Depressões

Por aqui, o cinzento desprende-se, vagaroso, das nuvens baixas. Andamos pardacentos, cabisbaixos. Deprimidos. Sabem o que é uma depressão? É um centro de baixas pressões, também conhecido por ciclone. A instabilidade do ar produz ventos ascendentes, que contribuem para a formação de nuvens na vertical, originando fortes chuvadas e aguaceiros. As baixas pressões produzem a instabilidade, a ascensão, a leveza do ar, ao passo que, nas altas pressões, o ar afunda-se, aquecendo e ficando mais estável, formando uma espécie de tampão que tranquiliza a atmosfera envolvente, como um abraço caloroso.

A leveza e a ascensão produzem a instabilidade e o mau tempo. Talvez seja por isso que os sonhadores, aqueles que andam nas nuvens, sejam mais vulneráveis às depressões, ao passo que quem tem os pés assentes na terra não sofra tanto com os desvarios da alma. Será que a nossa cabeça funciona como o ar que a envolve? Não sei, mas não deixa de ser curioso: a nós, quando a pressão é grande, salta-nos a tampa e gera-se a instabilidade, ao passo que, tantas vezes, ansiamos por aliviar a pressão e deixar-nos levitar, para assim encontrar a idílica paz de espírito, ou seja, a estabilidade. Exactamente o oposto das condições atmosféricas, já repararam?

O QUE FAZER | No texto sobre as depressões, por que outro nome é conhecido um centro de baixas pressões?

EXCERTO DOS DADOS |
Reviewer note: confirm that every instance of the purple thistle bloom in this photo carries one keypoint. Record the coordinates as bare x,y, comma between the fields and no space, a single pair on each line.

RESULTADO DO EXERCÍCIO | É também conhecido por ciclone.